§ **MATERIAL TO PROCESS**
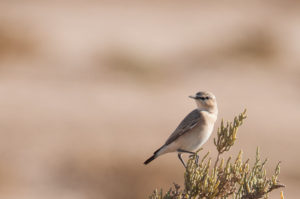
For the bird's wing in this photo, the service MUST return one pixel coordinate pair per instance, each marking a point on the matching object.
(188, 123)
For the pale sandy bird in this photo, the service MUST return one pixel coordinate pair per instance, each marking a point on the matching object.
(194, 130)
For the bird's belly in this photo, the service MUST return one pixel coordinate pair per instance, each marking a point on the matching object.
(193, 140)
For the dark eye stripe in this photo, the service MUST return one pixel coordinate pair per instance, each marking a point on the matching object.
(203, 98)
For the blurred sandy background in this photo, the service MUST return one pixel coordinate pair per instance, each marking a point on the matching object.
(89, 89)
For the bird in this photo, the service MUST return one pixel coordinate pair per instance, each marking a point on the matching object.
(193, 131)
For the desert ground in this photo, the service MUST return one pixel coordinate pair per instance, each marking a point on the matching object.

§ **WHAT THE TASK ASKS**
Can you repeat all of the lines above, requests included, with every coordinate in the answers offset by adding 3? Leave the pictures out.

§ **SOLUTION TO THE EXERCISE**
For the bird's wing in this photo, the service MUST return one pixel coordinate pair per instance, each marking a point on the matching object.
(191, 126)
For the pale sandy bird in this photo, the service MUST return one pixel coordinate pair per instance, each marking a point on the matching object.
(197, 133)
For the bird's belly in this photo, the service MUST return one pixel coordinate pair per instance, each marking a point on the matching object.
(196, 143)
For the dark eye stripe in this photo, the service MUST return one pixel coordinate pair per instance, each marking a point on the matching object.
(206, 101)
For the blurred sandy background in this photo, the service MUST return one pixel coordinate pair per instance, each marking a point on the matching object.
(92, 92)
For the bird in this photo, the service MUST return one pixel coordinate pair per instance, each marking a point on the matching object.
(196, 134)
For the desert ground in this photo, the service MUST return one pixel coordinate pair per instance, each marking a point on the matching object.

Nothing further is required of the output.